* [What to do]:
A - Copy the part of the article about DeJoy's letter word for word, everything from "PMG DeJoy criticizes" down to "is seriously flawed.".
B - Answer these questions from the article about DeJoy's letter:
(i) Who wrote the article?
(ii) How many years does DeJoy's plan for the Postal Service cover?
(iii) What date does the letter carry?
C - Write the next part of the article about Postmaster General DeJoy's letter to the mailing industry.

*** Source text Section Begins ***

PMG DeJoy criticizes mailing industry, USPS in scathing letter

By Bill McAllister – April 28, 2021
In a sharply critical critique of the mailing industry, Postmaster General Louis DeJoy has said the United States Postal Service is “incapable of providing the American people with consistent, predictable service.”

That statement came from the embattled postal chief as he sought to rebut arguments from commercial mailers that his 10-year plan to rescue the financially troubled federal agency is seriously flawed.

In a three-page letter dated April 19, DeJoy blamed mailers for tolerating the Postal Service’s flawed service “for well over a decade.”

He rejected their demands that he halt the 10-year plan and said the agency’s mail delivery problems this year only illustrate the severity of the Postal Service’s problems.

“For well over a decade, all parties have tolerated an unsustainable status quo, in which the Postal Service loses billions of dollars a year, lacks the means to adequately invest in its infrastructure, fails to achieve its service performance targets or operate with precision and defaults on its legal obligations,” he said.

*** Source text Section Ends ***
*** Supplied entries Section Begins ***

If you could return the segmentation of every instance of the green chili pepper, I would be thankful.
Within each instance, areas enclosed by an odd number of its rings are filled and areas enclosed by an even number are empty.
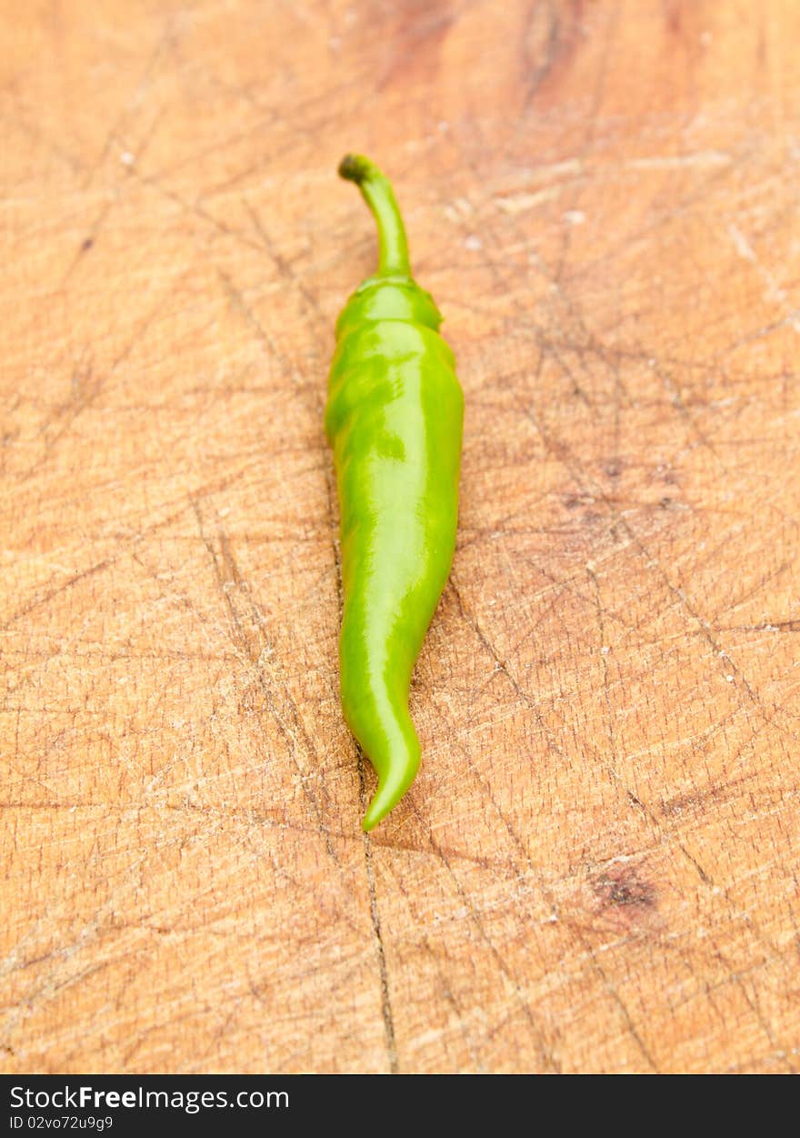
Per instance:
[[[372,830],[420,765],[409,687],[453,561],[464,399],[389,181],[360,155],[339,174],[372,211],[380,249],[337,322],[325,410],[341,513],[341,706],[378,774],[362,823]]]

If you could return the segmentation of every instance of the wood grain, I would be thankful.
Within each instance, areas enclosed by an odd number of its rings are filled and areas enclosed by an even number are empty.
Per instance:
[[[800,6],[1,10],[3,1069],[797,1070]],[[370,839],[348,149],[467,393]]]

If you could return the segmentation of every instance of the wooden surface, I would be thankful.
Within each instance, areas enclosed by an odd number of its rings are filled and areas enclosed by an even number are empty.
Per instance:
[[[800,5],[2,5],[7,1071],[791,1071]],[[337,696],[385,165],[467,394],[424,765]]]

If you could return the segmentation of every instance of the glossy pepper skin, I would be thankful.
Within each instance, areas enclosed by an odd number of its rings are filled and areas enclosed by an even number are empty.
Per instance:
[[[341,514],[341,706],[378,774],[369,831],[420,765],[409,688],[453,561],[464,402],[439,311],[411,275],[391,185],[360,155],[339,174],[372,211],[380,250],[337,322],[325,409]]]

*** Supplied entries Section Ends ***

* [Numbered responses]:
A -
PMG DeJoy criticizes mailing industry, USPS in scathing letter

By Bill McAllister – April 28, 2021
In a sharply critical critique of the mailing industry, Postmaster General Louis DeJoy has said the United States Postal Service is “incapable of providing the American people with consistent, predictable service.”

That statement came from the embattled postal chief as he sought to rebut arguments from commercial mailers that his 10-year plan to rescue the financially troubled federal agency is seriously flawed.

B -
(i) Bill McAllister
(ii) 10 years
(iii) April 19

C -
While DeJoy acknowledged he has apologized for the slow mail service, he said the delays only “dramatically demonstrated our system was woefully unprepared to respond to the extreme conditions of the [COVID-19] pandemic.”

Although previous postmasters general have warned Congress that the agency’s business model is broken, none have publicly decried the Postal Service’s operations as pointedly as DeJoy did.

“ … We must acknowledge that the root causes did not happen overnight, but instead are the product of the sustained and cumulative failure on the part of all postal stakeholders to engage and address our long-standing and well-known problems,” DeJoy said.

“It is time that we all stop accepting the current situation and get to the business of actually fixing things,” he said.

DeJoy’s letter was a response to an April 15 letter from 18 mail industry organizations.

In their letter to DeJoy, the organizations pleaded with him to suspend his Delivering for America plan.

Chief among their concerns was the Postal Service’s failure to issue the plan “without specific, direct, meaningful consultation with, or substantive input from, the customers who fund the postal service.”

The groups, which are among the country’s largest mailing organizations, said they account for 90 percent of the agency’s revenues.

Their letter offered support for some aspects of DeJoy’s plan.

“Easiest to agree upon” was shifting postal retirees to depending on Medicare as their primary insurance, the letter said.

But the mailers voiced concern that the plan depends on package growth to increase revenues, an idea that could be vexed by “the continued evolution of the package shipping marketplace” and more private shippers jumping into the competition.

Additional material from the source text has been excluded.